**TRY IT**
Include the line with "box: [428, 230, 438, 246]" and every line before it in the entries below, echoed exactly, but not the pictures.

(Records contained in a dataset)
· · · · ·

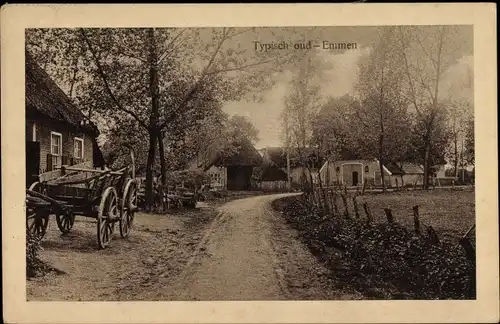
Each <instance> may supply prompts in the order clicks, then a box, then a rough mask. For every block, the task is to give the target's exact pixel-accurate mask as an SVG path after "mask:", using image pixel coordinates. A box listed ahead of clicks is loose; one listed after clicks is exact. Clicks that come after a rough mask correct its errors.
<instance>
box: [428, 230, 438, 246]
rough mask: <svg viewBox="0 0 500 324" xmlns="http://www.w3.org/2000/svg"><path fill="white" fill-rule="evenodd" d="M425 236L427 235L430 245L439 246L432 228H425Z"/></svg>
mask: <svg viewBox="0 0 500 324" xmlns="http://www.w3.org/2000/svg"><path fill="white" fill-rule="evenodd" d="M427 234H428V235H429V241H430V242H431V243H432V244H439V237H438V236H437V233H436V231H435V230H434V228H433V227H432V226H429V227H427Z"/></svg>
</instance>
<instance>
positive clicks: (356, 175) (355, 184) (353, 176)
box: [352, 171, 358, 186]
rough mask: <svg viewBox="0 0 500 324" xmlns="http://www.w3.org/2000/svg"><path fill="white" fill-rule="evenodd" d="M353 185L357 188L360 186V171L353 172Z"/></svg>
mask: <svg viewBox="0 0 500 324" xmlns="http://www.w3.org/2000/svg"><path fill="white" fill-rule="evenodd" d="M352 185H353V186H357V185H358V171H353V172H352Z"/></svg>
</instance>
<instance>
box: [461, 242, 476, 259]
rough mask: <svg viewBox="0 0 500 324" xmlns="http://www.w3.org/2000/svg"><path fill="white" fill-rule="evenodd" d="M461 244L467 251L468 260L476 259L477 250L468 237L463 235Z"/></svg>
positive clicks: (462, 246) (466, 255)
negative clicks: (474, 250) (463, 235)
mask: <svg viewBox="0 0 500 324" xmlns="http://www.w3.org/2000/svg"><path fill="white" fill-rule="evenodd" d="M460 245H461V246H462V248H463V249H464V251H465V255H466V256H467V260H469V261H470V262H475V261H476V252H475V251H474V247H473V246H472V244H471V242H470V240H469V238H468V237H462V238H461V239H460Z"/></svg>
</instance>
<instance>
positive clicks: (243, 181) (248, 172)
mask: <svg viewBox="0 0 500 324" xmlns="http://www.w3.org/2000/svg"><path fill="white" fill-rule="evenodd" d="M252 172H253V167H251V166H229V167H228V168H227V189H228V190H249V189H250V187H251V178H252Z"/></svg>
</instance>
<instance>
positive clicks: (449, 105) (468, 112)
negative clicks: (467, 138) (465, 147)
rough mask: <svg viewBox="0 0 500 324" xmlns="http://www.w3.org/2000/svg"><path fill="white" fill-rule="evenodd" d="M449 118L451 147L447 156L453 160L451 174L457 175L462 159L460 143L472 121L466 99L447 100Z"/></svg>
mask: <svg viewBox="0 0 500 324" xmlns="http://www.w3.org/2000/svg"><path fill="white" fill-rule="evenodd" d="M447 106H448V110H449V120H450V136H451V142H452V147H451V148H450V150H449V152H448V154H447V155H448V157H449V159H450V160H451V161H453V173H454V174H453V175H454V177H455V178H457V177H458V170H459V166H460V164H463V163H461V161H462V160H463V157H464V154H466V152H464V147H463V145H462V143H463V142H464V141H465V140H466V137H467V132H468V128H469V121H470V120H472V122H473V121H474V117H473V110H472V106H471V104H470V103H469V102H468V101H466V100H450V101H448V102H447Z"/></svg>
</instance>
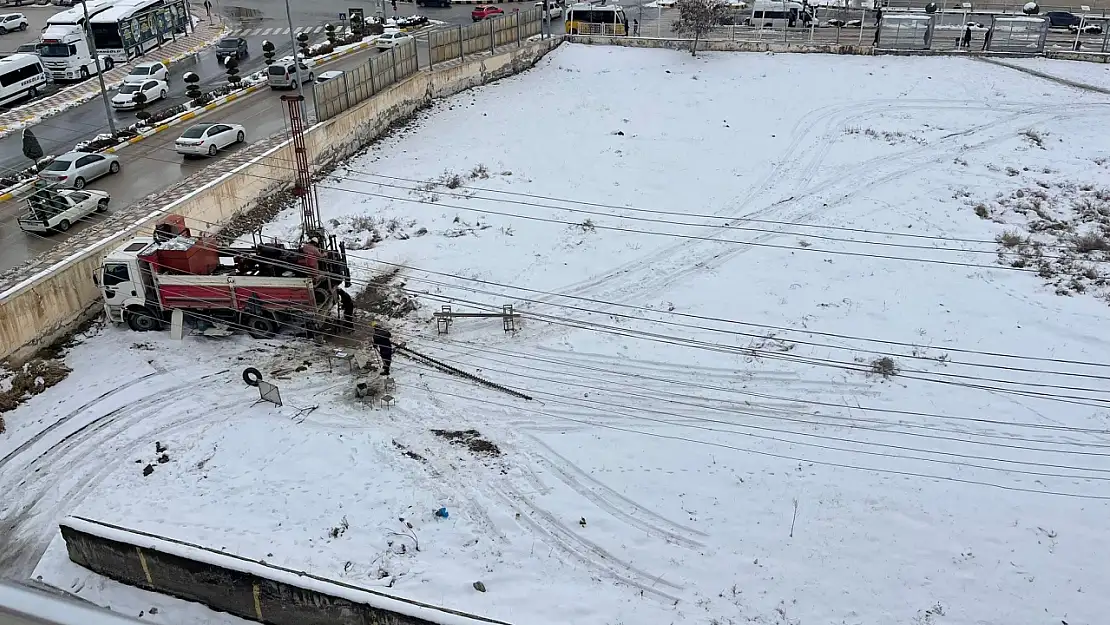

· · · · ·

**REPLY TO THE EXERCISE**
Each <instance> may supply prompts in the order clicks, then a box, then a rough mask. For every block, the task is to give the target's exact pixel-accurate mask as an SVG path after "mask:", using image pixel coordinates. A box listed ahead of clicks is loose; one listed after clicks is exact. Clicks that come after a rough mask correct its errors.
<instance>
box: [428, 230, 438, 246]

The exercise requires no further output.